▸ **Source text**:
{-# LANGUAGE CPP              #-}
{-# LANGUAGE FlexibleContexts #-}
{-# LANGUAGE RankNTypes       #-}
{-# LANGUAGE TypeFamilies     #-}

-- | This module captures in a typeclass the interface of concurrency
-- monads.
module Control.Monad.Conc.Class
  ( MonadConc(..)
  -- * Utilities
  , spawn
  , forkFinally
  , killThread
  ) where

import Control.Concurrent (forkIO)
import Control.Concurrent.MVar (MVar, readMVar, newEmptyMVar, putMVar, tryPutMVar, takeMVar, tryTakeMVar)
import Control.Exception (Exception, AsyncException(ThreadKilled), SomeException)
import Control.Monad (liftM)
import Control.Monad.Catch (MonadCatch, MonadThrow, MonadMask)
import Control.Monad.Reader (ReaderT(..), runReaderT)
import Control.Monad.STM (STM)
import Control.Monad.STM.Class (MonadSTM, CTVar)
import Control.Monad.Trans (lift)
import Data.IORef (IORef, atomicModifyIORef, newIORef, readIORef)

import qualified Control.Concurrent as C
import qualified Control.Monad.Catch as Ca
import qualified Control.Monad.RWS.Lazy as RL
import qualified Control.Monad.RWS.Strict as RS
import qualified Control.Monad.STM as S
import qualified Control.Monad.State.Lazy as SL
import qualified Control.Monad.State.Strict as SS
import qualified Control.Monad.Writer.Lazy as WL
import qualified Control.Monad.Writer.Strict as WS

#if __GLASGOW_HASKELL__ < 710
import Control.Applicative (Applicative)
import Data.Monoid (Monoid, mempty)
#endif

-- | @MonadConc@ is an abstraction over GHC's typical concurrency
-- abstraction. It captures the interface of concurrency monads in
-- terms of how they can operate on shared state and in the presence
-- of exceptions.

▸ **Data supplied**:
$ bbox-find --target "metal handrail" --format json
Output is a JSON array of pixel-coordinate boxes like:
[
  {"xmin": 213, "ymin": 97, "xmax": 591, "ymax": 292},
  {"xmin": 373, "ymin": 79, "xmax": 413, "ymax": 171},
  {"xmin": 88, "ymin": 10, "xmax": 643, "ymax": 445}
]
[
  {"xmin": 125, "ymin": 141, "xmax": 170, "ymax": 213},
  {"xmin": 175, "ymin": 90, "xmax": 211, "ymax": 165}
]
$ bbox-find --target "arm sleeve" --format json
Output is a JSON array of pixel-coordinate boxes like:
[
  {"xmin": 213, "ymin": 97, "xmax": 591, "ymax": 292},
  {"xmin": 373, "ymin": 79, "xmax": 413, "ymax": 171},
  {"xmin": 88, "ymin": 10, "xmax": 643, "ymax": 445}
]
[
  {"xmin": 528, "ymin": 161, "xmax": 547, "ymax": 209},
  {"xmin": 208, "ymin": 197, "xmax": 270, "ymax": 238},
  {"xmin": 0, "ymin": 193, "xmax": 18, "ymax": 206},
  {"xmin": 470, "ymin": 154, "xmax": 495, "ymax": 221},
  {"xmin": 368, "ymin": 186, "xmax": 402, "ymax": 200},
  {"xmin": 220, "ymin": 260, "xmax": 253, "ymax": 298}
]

▸ **Set tasks**:
1 > Please transcribe the part of the Haskell module source that opens with the words containing "-- * Utilities" and closes with "(MonadCatch, MonadThrow, MonadMask)".
2 > Besides MonadConc, which three utilities does the Haskell module source list in its export list?
3 > Decide whether each statement agrees with the Haskell module source, answering yes or no and quoting the deciding words: (a) forkIO is imported from Control.Concurrent. (b) Control.Monad.State.Lazy is imported qualified as SS. (c) The import of Applicative falls under a condition that __GLASGOW_HASKELL__ is less than 710.

▸ **Full solutions**:
1 >
-- * Utilities
  , spawn
  , forkFinally
  , killThread
  ) where

import Control.Concurrent (forkIO)
import Control.Concurrent.MVar (MVar, readMVar, newEmptyMVar, putMVar, tryPutMVar, takeMVar, tryTakeMVar)
import Control.Exception (Exception, AsyncException(ThreadKilled), SomeException)
import Control.Monad (liftM)
import Control.Monad.Catch (MonadCatch, MonadThrow, MonadMask)

2 > spawn, forkFinally and killThread

3 >
(a) Yes: "import Control.Concurrent (forkIO)"
(b) No: "import qualified Control.Monad.State.Lazy as SL"
(c) Yes: "#if __GLASGOW_HASKELL__ < 710"